EXERCISE BRIEF: Reproduce verbatim the lines below from the line containing "Q: Point at the crowd" through the line containing "(1023, 362)", both included. Omit the pictures from your output.

==== SUPPLIED MATERIAL ====

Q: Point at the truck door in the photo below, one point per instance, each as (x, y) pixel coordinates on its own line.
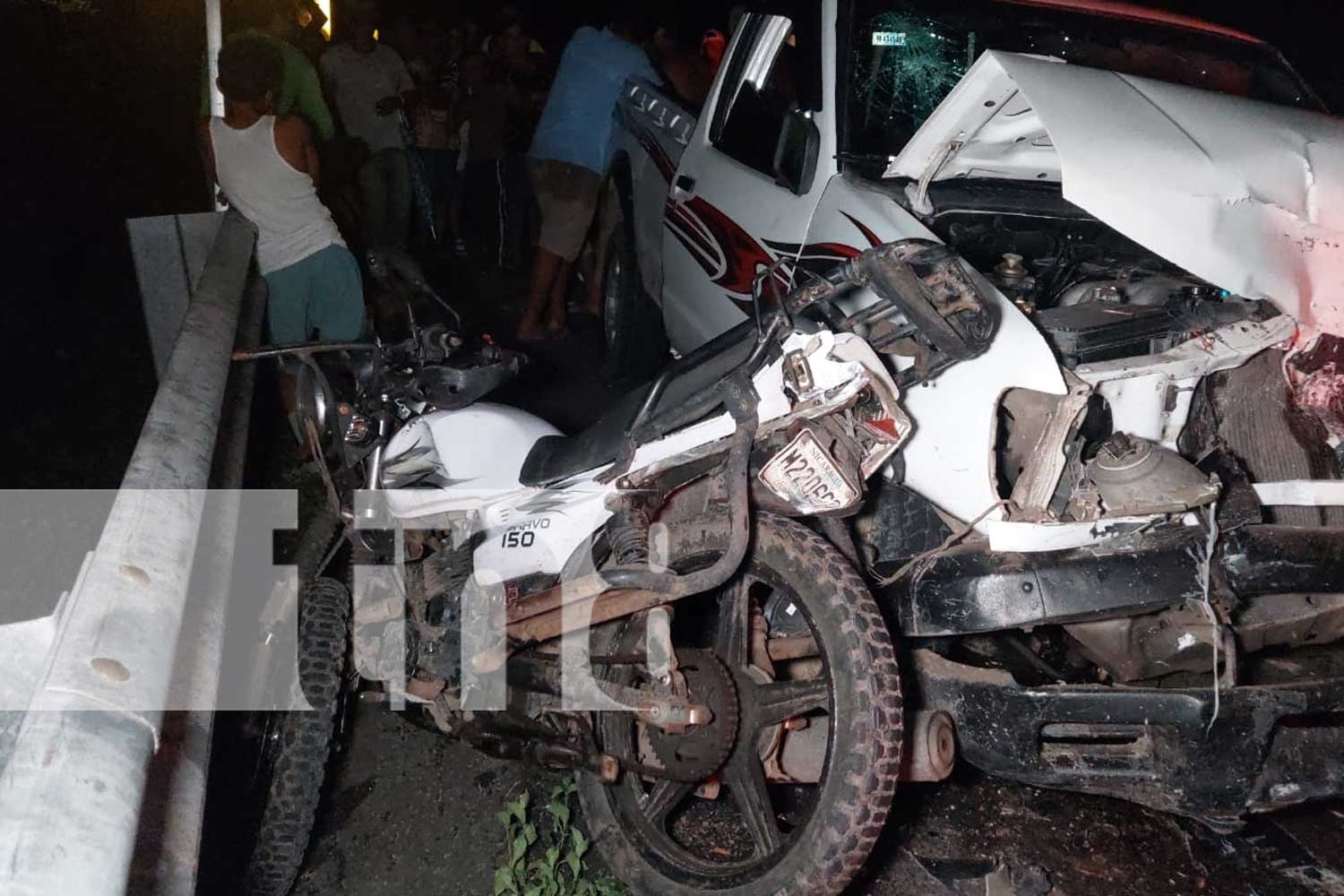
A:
(745, 188)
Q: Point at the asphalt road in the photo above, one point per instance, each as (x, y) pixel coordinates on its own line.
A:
(410, 813)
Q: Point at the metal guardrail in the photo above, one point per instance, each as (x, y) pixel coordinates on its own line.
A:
(77, 786)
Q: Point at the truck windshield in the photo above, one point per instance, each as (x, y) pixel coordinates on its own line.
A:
(906, 56)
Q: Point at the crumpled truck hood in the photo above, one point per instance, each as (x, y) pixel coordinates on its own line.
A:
(1242, 194)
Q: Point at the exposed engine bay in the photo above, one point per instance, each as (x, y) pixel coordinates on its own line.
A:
(1094, 295)
(1098, 297)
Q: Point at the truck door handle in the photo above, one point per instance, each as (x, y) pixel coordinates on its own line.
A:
(683, 188)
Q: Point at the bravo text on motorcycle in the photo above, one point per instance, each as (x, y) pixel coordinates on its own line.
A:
(691, 603)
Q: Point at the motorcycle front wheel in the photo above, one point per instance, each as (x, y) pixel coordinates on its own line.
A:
(749, 826)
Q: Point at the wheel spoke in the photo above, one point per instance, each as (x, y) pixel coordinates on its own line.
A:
(664, 797)
(746, 782)
(730, 638)
(773, 702)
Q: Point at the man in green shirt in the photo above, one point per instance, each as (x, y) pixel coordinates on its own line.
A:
(300, 89)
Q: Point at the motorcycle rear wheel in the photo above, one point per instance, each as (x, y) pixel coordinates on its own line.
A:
(809, 583)
(297, 743)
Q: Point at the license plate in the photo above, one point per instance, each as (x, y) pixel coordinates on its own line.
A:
(806, 476)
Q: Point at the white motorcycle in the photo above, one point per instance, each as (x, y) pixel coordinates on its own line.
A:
(717, 653)
(690, 600)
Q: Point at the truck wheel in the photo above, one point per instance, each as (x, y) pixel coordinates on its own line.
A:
(296, 745)
(745, 833)
(632, 324)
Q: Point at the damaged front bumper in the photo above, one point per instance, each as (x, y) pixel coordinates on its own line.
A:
(1268, 745)
(970, 590)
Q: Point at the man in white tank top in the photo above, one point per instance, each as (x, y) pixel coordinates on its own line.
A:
(268, 169)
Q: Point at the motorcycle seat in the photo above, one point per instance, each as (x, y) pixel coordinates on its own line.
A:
(690, 395)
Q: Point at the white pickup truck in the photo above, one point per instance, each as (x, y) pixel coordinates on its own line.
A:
(1112, 171)
(1156, 209)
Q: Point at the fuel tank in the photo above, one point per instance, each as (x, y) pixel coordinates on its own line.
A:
(452, 460)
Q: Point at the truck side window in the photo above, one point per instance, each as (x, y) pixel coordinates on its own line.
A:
(771, 75)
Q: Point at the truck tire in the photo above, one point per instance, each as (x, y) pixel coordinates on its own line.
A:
(298, 743)
(825, 848)
(632, 324)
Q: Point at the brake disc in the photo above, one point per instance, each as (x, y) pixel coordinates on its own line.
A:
(702, 750)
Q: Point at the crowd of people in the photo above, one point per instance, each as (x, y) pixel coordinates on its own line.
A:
(449, 136)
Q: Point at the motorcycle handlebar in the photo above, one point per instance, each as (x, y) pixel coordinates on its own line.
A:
(301, 349)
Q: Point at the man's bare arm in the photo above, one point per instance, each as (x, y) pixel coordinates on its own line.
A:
(295, 142)
(207, 150)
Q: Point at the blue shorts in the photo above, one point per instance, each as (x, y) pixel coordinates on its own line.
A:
(319, 297)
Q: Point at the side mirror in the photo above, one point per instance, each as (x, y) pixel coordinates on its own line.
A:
(796, 153)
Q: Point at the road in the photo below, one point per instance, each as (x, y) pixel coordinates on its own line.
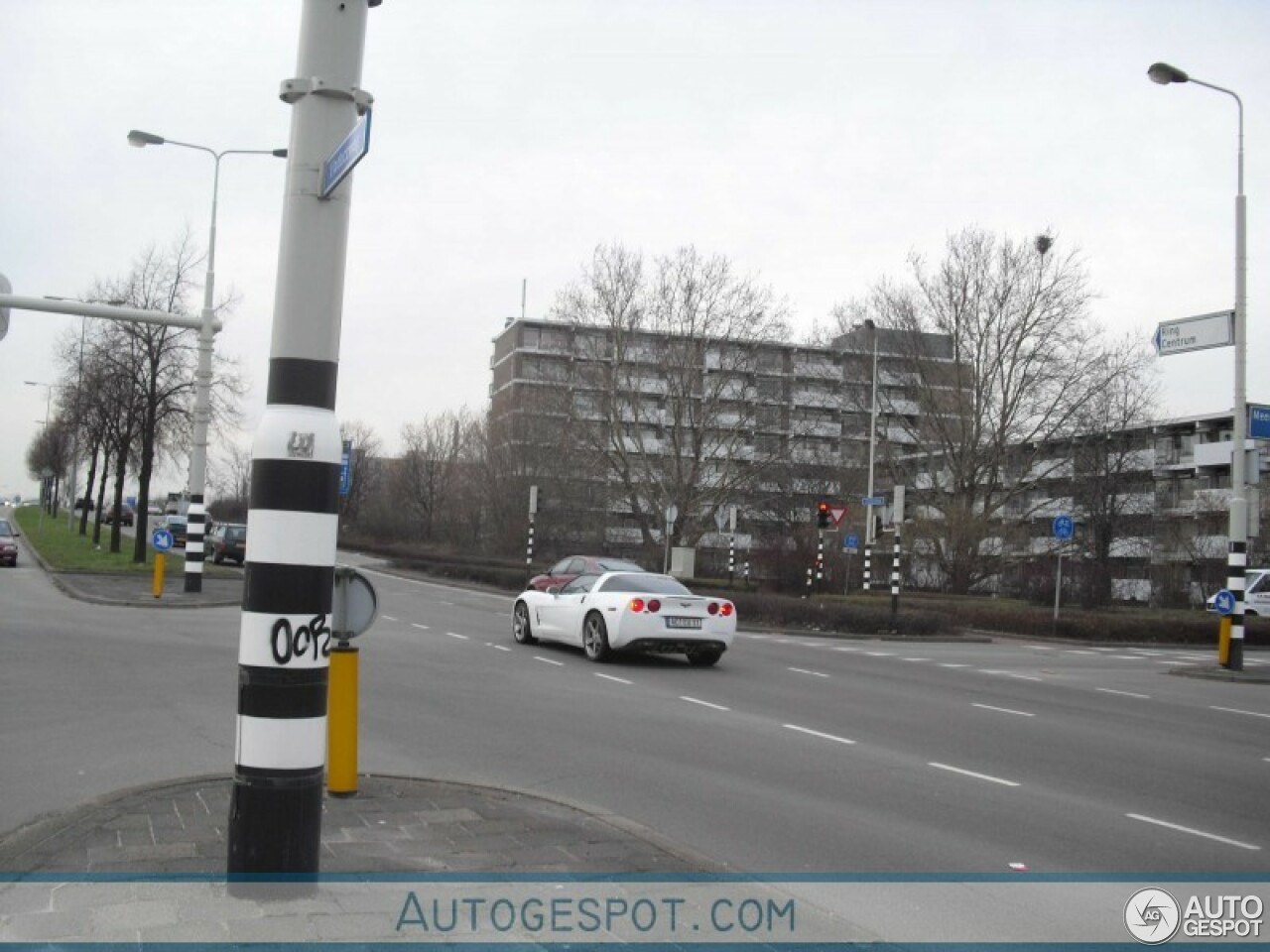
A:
(795, 754)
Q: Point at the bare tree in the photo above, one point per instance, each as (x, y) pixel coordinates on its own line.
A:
(662, 388)
(1023, 362)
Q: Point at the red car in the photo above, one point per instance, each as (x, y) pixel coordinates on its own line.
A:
(572, 566)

====

EXERCISE RESULT:
Q: Point at the crowd of people in the photo above, one point per instance, each as (x, y) pixel coordinates on its own line.
A:
(449, 136)
Q: Point at the motorcycle handlebar in the photo above, one point per instance, each as (x, y) pixel coordinates on its own line.
A:
(301, 349)
Q: Point at the man's bare arm in the photo above, one point per instance, each as (x, y) pixel coordinates on its own line.
A:
(295, 142)
(207, 150)
Q: Point at the blue shorts in the photo above, one point per instance, each as (x, y) pixel coordinates on its own line.
A:
(319, 297)
Q: Point at the side mirror in the photo above, one point per instance, each as (x, y) pixel coordinates on its own line.
A:
(796, 153)
Q: Point at the road in the photo below, one point per instance, each as (x, y) pixel coordinates on its own line.
A:
(795, 754)
Q: Point at the bare tree in the photo above, one point per instance, each as (x, y) pixel coordinates on its own line.
A:
(662, 388)
(1023, 362)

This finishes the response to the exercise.